▶ **WORK TO DO**
Update the lines of the entries below, from the line with "target: twig" up to and including the line with "POLYGON ((57 23, 58", by swapping "vertex" for "point" and leaving everything else as it is. Return only those lines.

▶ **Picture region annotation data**
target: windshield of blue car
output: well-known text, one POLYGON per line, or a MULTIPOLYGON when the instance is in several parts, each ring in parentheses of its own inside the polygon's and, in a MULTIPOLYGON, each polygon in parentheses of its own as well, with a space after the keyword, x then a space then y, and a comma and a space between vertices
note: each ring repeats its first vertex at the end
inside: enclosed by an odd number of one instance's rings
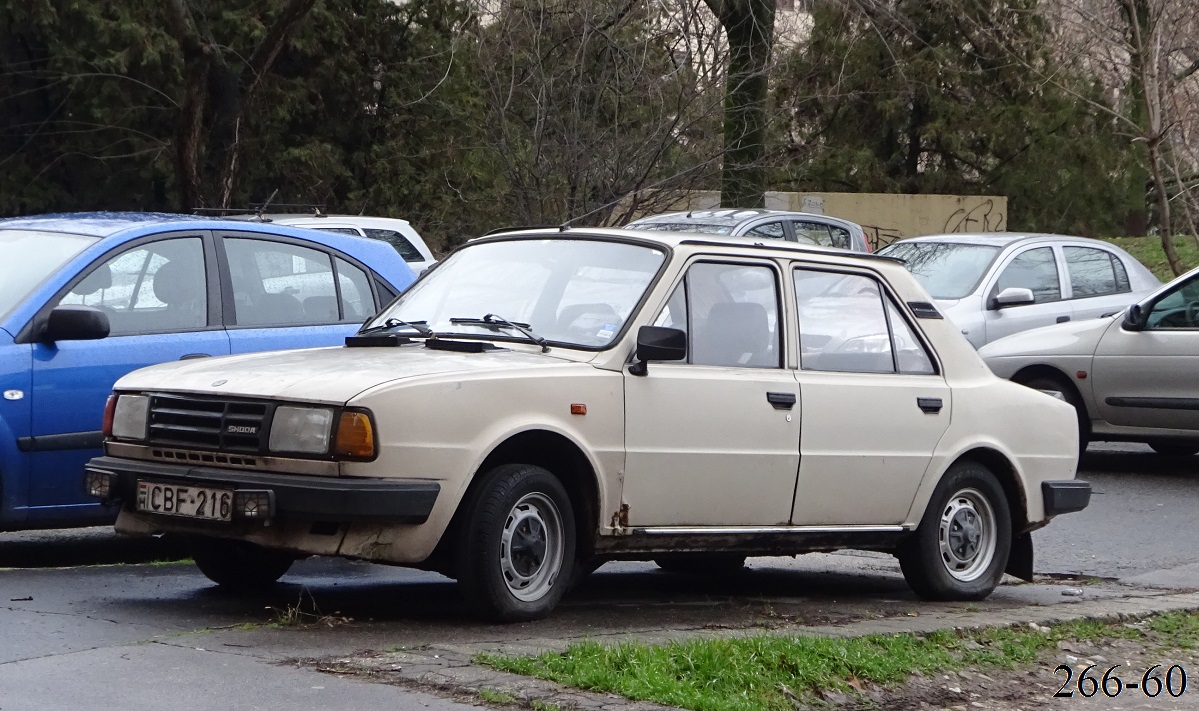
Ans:
POLYGON ((0 320, 97 237, 0 229, 0 320))
POLYGON ((902 259, 933 299, 962 299, 974 293, 1001 251, 963 242, 897 242, 879 254, 902 259))
MULTIPOLYGON (((645 245, 573 239, 517 239, 471 245, 412 284, 367 327, 387 319, 440 337, 529 341, 601 349, 623 330, 665 261, 645 245)), ((396 333, 423 337, 397 324, 396 333)))

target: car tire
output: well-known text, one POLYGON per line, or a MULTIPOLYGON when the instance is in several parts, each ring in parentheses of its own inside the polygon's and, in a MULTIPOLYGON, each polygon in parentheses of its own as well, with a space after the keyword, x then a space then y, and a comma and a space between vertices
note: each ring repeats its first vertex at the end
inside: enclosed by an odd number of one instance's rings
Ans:
POLYGON ((1011 546, 1004 488, 989 469, 964 460, 936 484, 920 526, 896 555, 908 585, 924 599, 982 599, 1004 577, 1011 546))
POLYGON ((544 617, 574 574, 574 512, 553 474, 504 464, 483 475, 462 518, 458 583, 496 622, 544 617))
POLYGON ((669 553, 653 559, 659 568, 685 576, 729 576, 745 570, 746 556, 736 553, 669 553))
POLYGON ((1083 404, 1078 391, 1066 385, 1062 379, 1050 375, 1036 375, 1026 380, 1017 380, 1017 382, 1032 390, 1058 392, 1064 400, 1074 408, 1074 416, 1078 418, 1078 456, 1081 457, 1086 452, 1086 445, 1091 439, 1091 417, 1086 414, 1086 405, 1083 404))
POLYGON ((1175 442, 1149 442, 1155 452, 1165 457, 1191 457, 1199 453, 1199 446, 1175 442))
POLYGON ((236 591, 270 588, 291 570, 296 560, 289 553, 228 538, 192 537, 188 547, 195 567, 204 577, 236 591))

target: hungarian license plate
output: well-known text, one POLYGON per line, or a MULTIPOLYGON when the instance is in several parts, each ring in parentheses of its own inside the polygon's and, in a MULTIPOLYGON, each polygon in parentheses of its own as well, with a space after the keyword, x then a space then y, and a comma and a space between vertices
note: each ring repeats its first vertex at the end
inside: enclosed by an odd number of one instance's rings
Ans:
POLYGON ((139 481, 138 511, 205 520, 233 520, 233 492, 139 481))

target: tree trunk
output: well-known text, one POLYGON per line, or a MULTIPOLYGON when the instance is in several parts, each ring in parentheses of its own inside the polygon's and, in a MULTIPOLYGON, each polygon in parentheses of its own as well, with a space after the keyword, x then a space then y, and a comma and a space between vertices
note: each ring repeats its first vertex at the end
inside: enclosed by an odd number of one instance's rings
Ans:
POLYGON ((724 88, 721 205, 761 207, 766 200, 766 100, 775 40, 775 0, 705 0, 729 41, 724 88))

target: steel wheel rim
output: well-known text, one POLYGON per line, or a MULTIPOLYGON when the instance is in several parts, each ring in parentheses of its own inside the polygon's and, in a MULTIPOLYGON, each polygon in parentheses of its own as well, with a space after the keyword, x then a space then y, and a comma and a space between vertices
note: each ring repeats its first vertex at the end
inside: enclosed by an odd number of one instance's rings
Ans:
POLYGON ((963 583, 977 580, 995 559, 995 510, 978 489, 962 489, 941 510, 938 543, 946 572, 963 583))
POLYGON ((500 536, 500 572, 512 597, 536 602, 562 571, 562 514, 540 493, 525 494, 508 512, 500 536))

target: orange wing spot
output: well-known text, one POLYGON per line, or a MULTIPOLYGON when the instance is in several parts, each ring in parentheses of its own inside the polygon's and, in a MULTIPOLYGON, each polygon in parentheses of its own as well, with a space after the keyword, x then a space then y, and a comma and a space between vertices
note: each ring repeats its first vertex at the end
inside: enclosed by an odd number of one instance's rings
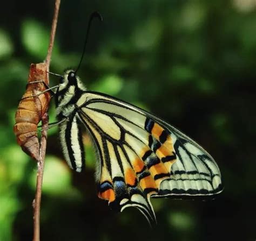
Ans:
POLYGON ((164 145, 165 146, 167 146, 168 148, 173 148, 172 147, 172 138, 171 137, 171 136, 169 135, 168 136, 167 139, 166 139, 166 140, 165 141, 164 143, 164 145))
POLYGON ((152 166, 150 167, 149 171, 153 176, 161 173, 169 173, 169 172, 168 172, 166 167, 163 162, 160 162, 158 163, 158 164, 152 166))
POLYGON ((159 139, 159 137, 161 135, 161 133, 164 129, 158 124, 154 123, 154 126, 151 131, 151 133, 158 140, 159 139))
POLYGON ((157 150, 156 154, 160 158, 167 157, 167 155, 172 155, 173 148, 168 149, 165 145, 162 145, 157 150))
POLYGON ((133 169, 135 172, 140 172, 145 166, 144 162, 140 158, 136 158, 133 163, 133 169))
POLYGON ((157 188, 157 186, 151 176, 147 176, 143 178, 139 182, 140 187, 143 189, 146 188, 157 188))
POLYGON ((106 190, 102 193, 99 193, 98 197, 100 199, 109 200, 110 202, 113 202, 116 199, 114 190, 111 189, 106 190))
POLYGON ((131 186, 135 185, 136 177, 133 170, 131 168, 128 168, 125 172, 125 182, 131 186))

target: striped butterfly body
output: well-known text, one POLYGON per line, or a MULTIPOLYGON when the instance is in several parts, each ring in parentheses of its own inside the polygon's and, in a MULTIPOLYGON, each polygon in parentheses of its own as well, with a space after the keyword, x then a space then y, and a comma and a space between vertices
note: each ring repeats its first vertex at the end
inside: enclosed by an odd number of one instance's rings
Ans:
POLYGON ((219 168, 191 139, 164 120, 107 95, 87 91, 76 72, 65 72, 56 95, 63 153, 84 167, 81 125, 98 155, 99 197, 122 211, 136 207, 156 222, 150 198, 213 196, 222 190, 219 168))

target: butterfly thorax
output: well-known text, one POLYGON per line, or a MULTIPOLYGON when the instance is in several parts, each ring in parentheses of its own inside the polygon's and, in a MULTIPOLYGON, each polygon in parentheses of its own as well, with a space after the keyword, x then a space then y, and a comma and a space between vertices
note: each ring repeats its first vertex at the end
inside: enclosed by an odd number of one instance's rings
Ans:
POLYGON ((59 120, 75 114, 77 102, 85 90, 73 70, 65 72, 55 96, 57 117, 59 120))

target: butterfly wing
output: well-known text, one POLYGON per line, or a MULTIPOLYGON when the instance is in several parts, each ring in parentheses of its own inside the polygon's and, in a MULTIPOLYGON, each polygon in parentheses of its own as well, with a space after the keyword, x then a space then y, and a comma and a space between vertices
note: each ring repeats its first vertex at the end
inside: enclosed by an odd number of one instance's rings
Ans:
POLYGON ((136 207, 153 223, 151 196, 211 196, 221 191, 213 159, 163 120, 92 91, 85 92, 77 106, 99 155, 98 196, 112 209, 136 207))

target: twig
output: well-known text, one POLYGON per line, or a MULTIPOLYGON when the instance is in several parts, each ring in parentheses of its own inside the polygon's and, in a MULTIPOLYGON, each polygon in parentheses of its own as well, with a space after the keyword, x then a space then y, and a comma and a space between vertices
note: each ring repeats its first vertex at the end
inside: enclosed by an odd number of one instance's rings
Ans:
MULTIPOLYGON (((55 1, 55 8, 54 11, 54 15, 52 19, 52 29, 50 38, 50 43, 48 46, 48 51, 46 58, 44 61, 46 65, 46 70, 49 70, 50 63, 51 61, 51 57, 53 47, 54 39, 55 37, 55 33, 56 31, 57 23, 58 21, 58 15, 59 13, 59 5, 60 0, 55 1)), ((47 78, 45 80, 46 84, 49 84, 49 74, 47 74, 47 78)), ((40 142, 40 159, 38 162, 37 178, 36 189, 36 195, 35 200, 33 202, 33 219, 34 219, 34 228, 33 228, 33 241, 40 240, 40 208, 42 196, 42 185, 43 182, 43 176, 44 168, 44 160, 45 158, 45 151, 46 148, 46 139, 47 139, 47 130, 48 129, 48 115, 47 112, 42 117, 42 129, 43 131, 42 132, 42 137, 40 142)))
POLYGON ((57 23, 58 22, 58 16, 59 15, 59 9, 60 4, 60 0, 55 1, 55 9, 54 10, 53 18, 52 19, 52 24, 51 25, 51 36, 50 37, 50 43, 48 47, 47 56, 45 61, 48 64, 48 67, 50 66, 50 62, 51 61, 52 48, 53 47, 53 42, 54 39, 55 38, 55 33, 56 32, 57 23))

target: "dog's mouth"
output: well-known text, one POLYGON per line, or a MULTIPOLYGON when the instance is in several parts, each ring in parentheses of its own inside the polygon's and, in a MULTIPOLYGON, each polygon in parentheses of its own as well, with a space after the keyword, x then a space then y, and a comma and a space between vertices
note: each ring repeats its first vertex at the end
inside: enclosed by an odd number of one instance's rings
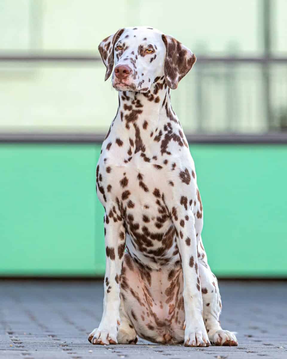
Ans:
POLYGON ((138 88, 134 84, 127 84, 122 81, 115 82, 113 87, 118 91, 131 91, 136 92, 146 92, 149 90, 148 87, 138 88))

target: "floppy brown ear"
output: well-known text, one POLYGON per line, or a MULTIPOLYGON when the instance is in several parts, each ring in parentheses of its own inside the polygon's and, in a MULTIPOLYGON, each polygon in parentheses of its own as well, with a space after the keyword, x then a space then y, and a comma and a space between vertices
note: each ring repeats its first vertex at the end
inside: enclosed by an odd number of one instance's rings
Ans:
POLYGON ((163 34, 166 53, 164 62, 164 77, 169 87, 174 90, 196 61, 190 50, 172 36, 163 34))
POLYGON ((113 35, 105 39, 99 45, 98 48, 100 54, 103 62, 105 64, 107 71, 105 81, 109 78, 114 66, 114 50, 116 41, 124 31, 124 29, 120 29, 113 35))

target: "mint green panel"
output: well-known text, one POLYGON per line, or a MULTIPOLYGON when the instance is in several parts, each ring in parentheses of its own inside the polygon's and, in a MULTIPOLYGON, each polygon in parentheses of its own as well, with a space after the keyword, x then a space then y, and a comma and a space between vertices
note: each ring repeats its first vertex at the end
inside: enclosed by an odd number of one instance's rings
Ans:
POLYGON ((212 270, 224 277, 287 277, 287 146, 190 148, 212 270))
POLYGON ((0 275, 101 275, 99 148, 0 146, 0 275))
MULTIPOLYGON (((0 145, 0 275, 104 272, 100 146, 0 145)), ((208 261, 225 277, 287 277, 287 147, 195 145, 208 261)))

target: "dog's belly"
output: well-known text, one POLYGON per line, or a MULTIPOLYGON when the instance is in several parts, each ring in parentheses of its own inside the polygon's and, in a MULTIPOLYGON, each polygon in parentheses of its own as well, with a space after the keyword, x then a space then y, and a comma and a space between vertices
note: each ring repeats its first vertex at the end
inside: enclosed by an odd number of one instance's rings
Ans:
POLYGON ((126 253, 121 300, 137 334, 156 342, 181 342, 185 320, 181 266, 149 270, 126 253))

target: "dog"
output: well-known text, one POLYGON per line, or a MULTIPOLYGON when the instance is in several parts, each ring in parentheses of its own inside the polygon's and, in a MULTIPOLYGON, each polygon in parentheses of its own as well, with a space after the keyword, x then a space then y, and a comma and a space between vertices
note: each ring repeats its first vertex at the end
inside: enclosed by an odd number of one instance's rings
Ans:
POLYGON ((220 326, 194 162, 170 103, 196 56, 147 27, 120 29, 99 50, 119 105, 97 167, 106 265, 102 320, 88 340, 237 345, 220 326))

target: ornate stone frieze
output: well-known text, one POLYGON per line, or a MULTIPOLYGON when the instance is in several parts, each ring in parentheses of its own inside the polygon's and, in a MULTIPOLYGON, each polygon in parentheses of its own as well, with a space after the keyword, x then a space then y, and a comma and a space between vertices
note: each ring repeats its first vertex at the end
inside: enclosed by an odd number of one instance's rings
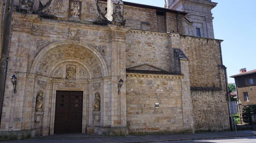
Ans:
POLYGON ((38 85, 40 89, 45 89, 47 85, 47 82, 41 80, 38 80, 37 81, 38 85))
POLYGON ((61 78, 62 76, 62 68, 61 67, 58 67, 55 72, 53 77, 55 78, 61 78))
POLYGON ((80 3, 79 1, 74 1, 71 2, 71 6, 70 7, 71 10, 70 14, 72 15, 72 17, 75 18, 79 17, 80 12, 79 10, 80 9, 80 3))
POLYGON ((46 45, 48 44, 50 42, 49 41, 46 40, 37 40, 36 41, 36 50, 41 50, 43 47, 44 47, 46 45))
POLYGON ((94 20, 98 20, 99 17, 99 14, 97 12, 97 8, 92 3, 86 3, 86 17, 94 20))
POLYGON ((101 67, 93 56, 84 50, 71 46, 59 47, 47 53, 41 59, 37 73, 47 76, 49 67, 57 61, 66 59, 76 58, 85 63, 89 63, 88 68, 92 71, 93 77, 100 77, 102 75, 101 67))
POLYGON ((84 70, 82 68, 80 68, 80 78, 85 78, 85 72, 84 72, 84 70))
POLYGON ((68 65, 66 68, 66 79, 76 79, 76 66, 73 65, 68 65))
POLYGON ((95 83, 93 84, 93 89, 96 91, 99 90, 100 88, 100 82, 95 83))
POLYGON ((98 49, 98 50, 99 50, 101 54, 104 56, 105 56, 106 48, 106 46, 97 46, 97 48, 98 49))
POLYGON ((32 9, 34 2, 31 0, 20 0, 19 5, 16 7, 19 10, 29 10, 32 9))
POLYGON ((65 87, 76 87, 78 86, 76 81, 75 79, 66 79, 65 87))
POLYGON ((62 10, 64 3, 63 0, 53 0, 50 6, 44 11, 44 13, 53 15, 64 14, 65 11, 62 10))
POLYGON ((72 29, 68 28, 68 34, 69 34, 67 39, 71 40, 79 40, 79 35, 80 31, 78 29, 72 29))
POLYGON ((117 6, 116 6, 116 12, 113 13, 112 14, 112 16, 113 17, 113 21, 121 22, 123 21, 123 17, 121 12, 121 7, 120 6, 119 1, 118 2, 117 6))

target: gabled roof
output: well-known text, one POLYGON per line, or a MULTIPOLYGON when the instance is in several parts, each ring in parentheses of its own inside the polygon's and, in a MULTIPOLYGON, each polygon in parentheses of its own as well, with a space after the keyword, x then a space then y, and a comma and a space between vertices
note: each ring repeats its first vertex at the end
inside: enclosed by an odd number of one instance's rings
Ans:
POLYGON ((177 74, 169 72, 166 70, 148 64, 127 68, 126 68, 126 73, 164 75, 177 74))
MULTIPOLYGON (((105 2, 108 1, 108 0, 99 0, 105 1, 105 2)), ((160 7, 149 6, 149 5, 144 5, 144 4, 140 4, 140 3, 131 3, 131 2, 126 2, 126 1, 123 1, 123 2, 124 3, 124 4, 125 5, 126 5, 126 6, 135 6, 135 7, 139 7, 139 8, 141 8, 154 9, 156 9, 157 10, 158 10, 158 11, 160 11, 169 12, 171 12, 171 13, 175 13, 175 14, 182 14, 183 15, 186 15, 188 14, 188 13, 186 12, 178 11, 176 11, 175 10, 172 10, 172 9, 168 9, 168 8, 161 8, 160 7)))
POLYGON ((249 74, 253 73, 256 73, 256 69, 253 70, 252 70, 248 71, 247 71, 247 72, 246 72, 244 73, 240 73, 237 74, 236 74, 235 75, 233 75, 232 76, 230 76, 230 78, 233 78, 233 77, 235 77, 236 76, 241 76, 247 75, 249 74))

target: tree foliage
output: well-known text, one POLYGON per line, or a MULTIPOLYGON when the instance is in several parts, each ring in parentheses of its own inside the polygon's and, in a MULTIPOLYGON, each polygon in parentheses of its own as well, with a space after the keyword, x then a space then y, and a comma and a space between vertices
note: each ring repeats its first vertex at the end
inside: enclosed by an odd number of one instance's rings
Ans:
POLYGON ((236 86, 234 84, 229 84, 228 87, 229 87, 230 90, 231 91, 233 92, 236 91, 236 86))
POLYGON ((242 111, 243 121, 244 123, 250 123, 251 115, 256 114, 256 104, 245 106, 242 111))

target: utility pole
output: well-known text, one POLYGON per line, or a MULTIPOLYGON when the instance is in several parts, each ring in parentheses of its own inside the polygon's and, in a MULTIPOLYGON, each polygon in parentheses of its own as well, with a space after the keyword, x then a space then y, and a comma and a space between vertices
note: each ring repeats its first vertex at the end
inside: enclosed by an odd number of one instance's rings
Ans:
MULTIPOLYGON (((0 0, 3 1, 3 0, 0 0)), ((4 9, 3 29, 0 29, 0 35, 2 37, 3 42, 0 44, 2 47, 1 59, 0 59, 0 123, 2 118, 2 111, 6 78, 8 60, 8 47, 10 39, 10 33, 12 18, 12 11, 14 0, 6 0, 4 9)), ((0 15, 0 17, 2 17, 0 15)))

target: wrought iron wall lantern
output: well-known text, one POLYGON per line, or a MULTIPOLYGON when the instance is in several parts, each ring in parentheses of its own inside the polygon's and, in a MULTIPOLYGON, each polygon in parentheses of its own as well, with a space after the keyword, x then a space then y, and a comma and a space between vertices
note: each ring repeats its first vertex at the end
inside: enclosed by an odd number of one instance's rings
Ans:
POLYGON ((122 79, 120 79, 120 80, 118 81, 118 95, 120 94, 120 89, 121 89, 121 87, 122 87, 123 83, 124 81, 122 79))
POLYGON ((14 90, 14 94, 16 93, 16 85, 17 83, 17 78, 15 75, 11 77, 11 81, 13 85, 13 90, 14 90))

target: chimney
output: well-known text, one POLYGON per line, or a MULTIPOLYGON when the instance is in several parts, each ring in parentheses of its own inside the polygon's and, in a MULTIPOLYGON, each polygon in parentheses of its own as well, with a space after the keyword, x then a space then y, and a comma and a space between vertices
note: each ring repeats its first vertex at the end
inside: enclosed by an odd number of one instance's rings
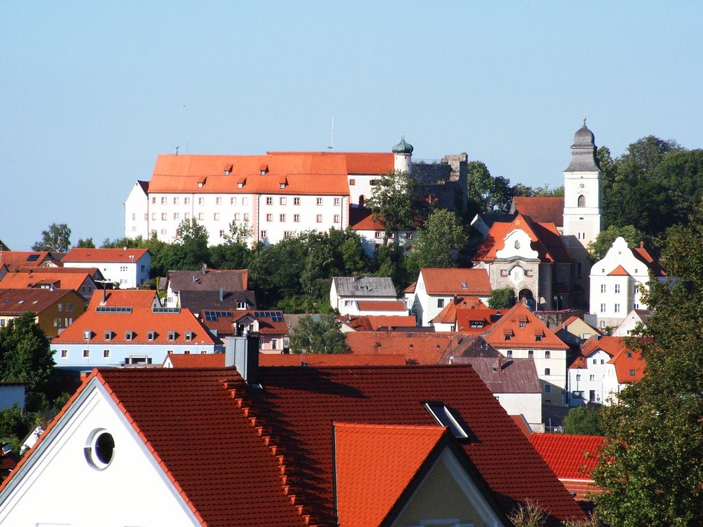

▶ **RESULT OF THE EXERCISE**
target: twig
output: well-known text, one POLYGON per line, or a MULTIPOLYGON when the instance is in several parts, each ring in parentheses of its own inside the polygon's and, in a MULTIPOLYGON, each polygon in parentheses of its own as well, with a space after the keyword, x then a space then y, and a comma and a space between vertices
note: each ring repeats its first point at the end
inside: enclosed by an odd number of one instance's rings
Ans:
MULTIPOLYGON (((55 1, 55 8, 54 11, 54 15, 52 19, 52 29, 50 38, 50 43, 48 46, 48 51, 46 58, 44 61, 46 65, 46 70, 49 70, 50 63, 51 61, 51 57, 53 47, 54 39, 55 37, 55 33, 56 31, 57 23, 58 21, 58 15, 59 13, 59 5, 60 0, 55 1)), ((47 78, 45 80, 46 84, 49 84, 49 74, 47 74, 47 78)), ((40 142, 40 159, 38 162, 37 178, 36 189, 36 195, 35 200, 33 202, 33 219, 34 219, 34 228, 33 228, 33 241, 40 240, 40 208, 42 196, 42 185, 43 182, 43 176, 44 168, 44 160, 45 158, 45 151, 46 148, 46 139, 47 139, 47 130, 48 129, 48 115, 47 112, 42 117, 42 129, 43 131, 42 132, 42 137, 40 142)))
POLYGON ((57 23, 58 22, 58 16, 59 15, 59 9, 60 4, 60 0, 55 1, 55 9, 54 10, 53 18, 52 19, 52 24, 51 25, 51 36, 50 37, 50 43, 48 47, 47 56, 45 61, 48 64, 48 67, 50 66, 50 62, 51 61, 52 48, 53 47, 53 42, 54 39, 55 38, 55 33, 56 32, 57 23))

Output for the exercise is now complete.